## Instruction
Could you rework the material below so that "congestion tally" becomes "desk inventory" everywhere it occurs, with nothing else changed?

## Source records
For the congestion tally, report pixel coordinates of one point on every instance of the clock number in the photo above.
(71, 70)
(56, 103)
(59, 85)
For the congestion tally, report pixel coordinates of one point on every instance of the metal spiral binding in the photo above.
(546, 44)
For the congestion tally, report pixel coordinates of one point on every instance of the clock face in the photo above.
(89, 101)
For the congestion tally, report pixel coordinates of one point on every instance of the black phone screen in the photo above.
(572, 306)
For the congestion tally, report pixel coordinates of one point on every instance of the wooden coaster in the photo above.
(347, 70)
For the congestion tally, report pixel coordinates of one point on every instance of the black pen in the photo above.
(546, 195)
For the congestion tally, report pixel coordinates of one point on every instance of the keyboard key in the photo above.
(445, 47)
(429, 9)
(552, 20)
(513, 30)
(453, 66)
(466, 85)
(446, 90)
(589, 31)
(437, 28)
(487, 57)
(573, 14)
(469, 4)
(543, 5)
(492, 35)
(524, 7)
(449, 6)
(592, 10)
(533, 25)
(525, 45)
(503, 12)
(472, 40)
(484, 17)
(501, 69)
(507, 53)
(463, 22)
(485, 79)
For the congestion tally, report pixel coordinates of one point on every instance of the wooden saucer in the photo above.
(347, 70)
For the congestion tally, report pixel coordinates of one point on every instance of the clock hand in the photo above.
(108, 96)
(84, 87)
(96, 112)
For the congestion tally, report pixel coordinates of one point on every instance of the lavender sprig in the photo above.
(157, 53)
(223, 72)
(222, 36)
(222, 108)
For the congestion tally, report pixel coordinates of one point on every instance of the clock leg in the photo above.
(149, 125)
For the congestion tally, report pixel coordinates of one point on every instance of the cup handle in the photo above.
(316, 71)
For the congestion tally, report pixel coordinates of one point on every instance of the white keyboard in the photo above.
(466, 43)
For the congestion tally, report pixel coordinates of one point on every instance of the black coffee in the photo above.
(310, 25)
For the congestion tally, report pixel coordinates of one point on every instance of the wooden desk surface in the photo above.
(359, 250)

## Response
For the desk inventory, report pixel coordinates of one point on every instance of the clock number in the photo above.
(71, 70)
(56, 103)
(59, 85)
For the desk inventory, report pixel coordinates of one point on every instance of the metal spiral binding in the photo above.
(546, 44)
For the desk inventory, report pixel coordinates of one point on every instance of the clock face in the photo above.
(89, 101)
For the desk inventory, report pixel coordinates of one point on every instance of the black phone screen in the photo above.
(572, 306)
For the desk inventory, report pixel coordinates of one point on every instance of the wooden coaster in the photo above.
(347, 70)
For the desk inventory, report pixel coordinates of one point on every instance of the black pen in the photo above.
(546, 195)
For the desk inventory, report pixel coordinates of one point on every instance of the keyboard key in the photo above.
(445, 47)
(429, 9)
(552, 20)
(513, 30)
(453, 66)
(466, 85)
(446, 90)
(589, 31)
(437, 28)
(487, 57)
(573, 14)
(469, 4)
(543, 5)
(492, 35)
(524, 7)
(449, 6)
(592, 10)
(533, 25)
(525, 45)
(503, 12)
(472, 40)
(484, 17)
(501, 69)
(507, 53)
(463, 22)
(485, 79)
For the desk inventory, report pixel coordinates of one point on every instance of the wooden saucer in the photo above.
(347, 70)
For the desk inventory, report pixel coordinates of one point on every instance of the clock hand in the photo above.
(108, 96)
(84, 87)
(96, 112)
For the desk inventory, report pixel coordinates of one point on every instance of the lavender sprig in the photo above.
(157, 53)
(223, 72)
(222, 36)
(222, 108)
For the desk inventory, report pixel coordinates of one point on every instance of the clock leg in the photo above.
(149, 125)
For the desk inventory, report pixel coordinates of one point on every instance of the cup handle in the photo above.
(316, 71)
For the desk inventory, report pixel coordinates of one point on every instance of the white keyboard in the photo above.
(466, 43)
For the desk inventory, report pixel coordinates of one point on every instance of the black coffee in the photo above.
(310, 25)
For the desk inventory, report pixel coordinates of one point on every instance of the wooden desk surface in the photo above.
(359, 250)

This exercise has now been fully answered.